▶ _Work to complete_: Gather every line of the entries that includes the word "green".

▶ _Data records_:
=-=-=

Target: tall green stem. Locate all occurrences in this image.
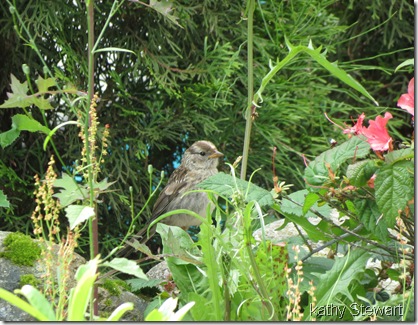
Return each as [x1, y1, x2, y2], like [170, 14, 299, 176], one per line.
[240, 0, 255, 180]
[86, 0, 98, 317]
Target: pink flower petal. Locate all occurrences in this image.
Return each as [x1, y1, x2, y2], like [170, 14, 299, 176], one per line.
[362, 112, 393, 151]
[397, 78, 414, 117]
[343, 113, 365, 135]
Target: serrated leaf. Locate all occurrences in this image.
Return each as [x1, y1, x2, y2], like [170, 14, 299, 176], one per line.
[92, 178, 116, 191]
[0, 74, 31, 108]
[0, 128, 20, 148]
[375, 160, 414, 226]
[0, 74, 53, 109]
[255, 241, 288, 303]
[198, 172, 274, 207]
[102, 258, 148, 279]
[35, 76, 56, 93]
[126, 278, 164, 291]
[272, 203, 331, 242]
[304, 136, 371, 188]
[302, 192, 320, 215]
[384, 148, 414, 164]
[0, 190, 10, 208]
[53, 173, 88, 207]
[0, 114, 50, 148]
[12, 114, 50, 134]
[65, 205, 95, 229]
[314, 249, 370, 308]
[346, 159, 377, 187]
[353, 199, 389, 242]
[282, 189, 331, 219]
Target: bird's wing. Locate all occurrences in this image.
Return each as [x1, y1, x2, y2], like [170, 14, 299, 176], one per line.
[150, 166, 191, 220]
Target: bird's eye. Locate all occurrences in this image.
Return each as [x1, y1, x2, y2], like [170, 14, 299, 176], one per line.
[199, 151, 206, 156]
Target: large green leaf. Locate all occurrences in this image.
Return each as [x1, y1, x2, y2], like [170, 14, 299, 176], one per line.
[281, 189, 331, 219]
[354, 198, 389, 242]
[304, 136, 371, 188]
[313, 249, 370, 311]
[272, 203, 332, 242]
[375, 160, 414, 226]
[346, 159, 378, 187]
[53, 173, 88, 207]
[0, 74, 54, 109]
[198, 172, 274, 207]
[65, 205, 95, 229]
[0, 114, 51, 148]
[384, 147, 414, 164]
[102, 257, 148, 279]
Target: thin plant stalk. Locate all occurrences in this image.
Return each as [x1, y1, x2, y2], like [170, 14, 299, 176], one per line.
[85, 0, 99, 318]
[240, 0, 255, 180]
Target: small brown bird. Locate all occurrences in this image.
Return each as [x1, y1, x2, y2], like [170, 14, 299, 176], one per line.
[118, 140, 223, 257]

=-=-=

▶ _Exercise response_:
Target: tall green stem. Locate all occurrences in this image.
Target: large green leaf. Locate all occurrences in this image.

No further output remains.